PASSAGE PROVIDED -
========
On the same date, petitioner entered a guilty plea to second degree murder on count one and admitted the deadly weapon enhancement. He also pled guilty on count four and admitted the prior prison term and prior serious felony enhancements.[3] Count two and the robbery special circumstance were dismissed. The factual basis for the plea was listed on the minutes as a stipulated statement and the preliminary hearing transcript. Neither is contained in the record on appeal.

On February 20, 1991, the trial court sentenced petitioner on count one to a term of 15 years to life, and on count four to a two-year term. The court also imposed a one-year term for the deadly weapon enhancement, 2 one-year terms for the prior prison term enhancements, and a five-year term for the prior serious felony enhancement.[4]

On January 2, 2019, petitioner, in propria persona, filed a petition for resentencing pursuant to section 1170.95. In the form petition, petitioner stated that a complaint, information, or indictment was filed against him that allowed him to be prosecuted under a theory of felony murder or murder under the natural and probable consequences doctrine; he pled guilty or no contest to first or second degree murder in lieu of going to trial because he believed he could have been convicted of first or second degree murder at trial pursuant to the felony-murder rule or the natural and probable consequences doctrine; and he could not now be convicted of first or second degree murder because of changes made to sections 188 and 189, effective January 1, 2019.
========
PROVIDED MATERIAL -
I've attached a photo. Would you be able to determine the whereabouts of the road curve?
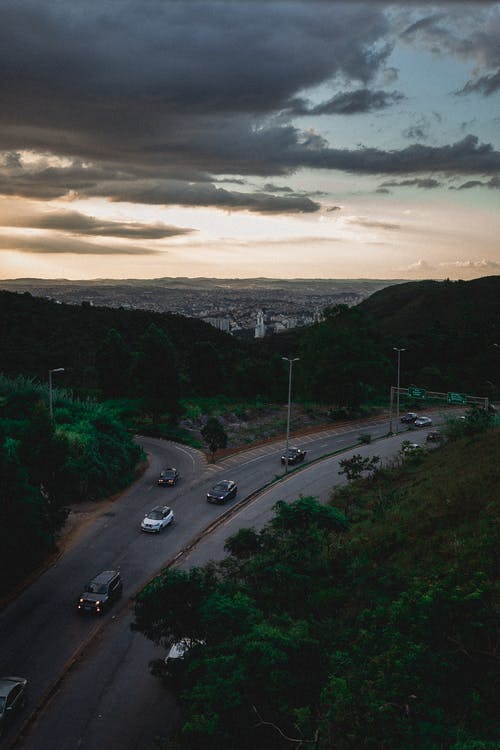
========
EXERCISE TASK 1 - In the court passage, what term did petitioner get on count one?
EXERCISE TASK 2 - Write out the court passage starting at "On the same" and ending at "record on appeal.".
EXERCISE TASK 3 - Turn the paragraph in the court passage that opens "On February 20, 1991" into a short list that keeps its main facts.
Use only the court passage to answer.

EXPECTED ANSWER 1 - 15 years to life.

EXPECTED ANSWER 2 -
On the same date, petitioner entered a guilty plea to second degree murder on count one and admitted the deadly weapon enhancement. He also pled guilty on count four and admitted the prior prison term and prior serious felony enhancements.[3] Count two and the robbery special circumstance were dismissed. The factual basis for the plea was listed on the minutes as a stipulated statement and the preliminary hearing transcript. Neither is contained in the record on appeal.

EXPECTED ANSWER 3 -
Sentence imposed by the trial court on February 20, 1991:
- Count one: 15 years to life
- Count four: two years
- Deadly weapon enhancement: one year
- Prior prison term enhancements: two terms of one year each
- Prior serious felony enhancement: five years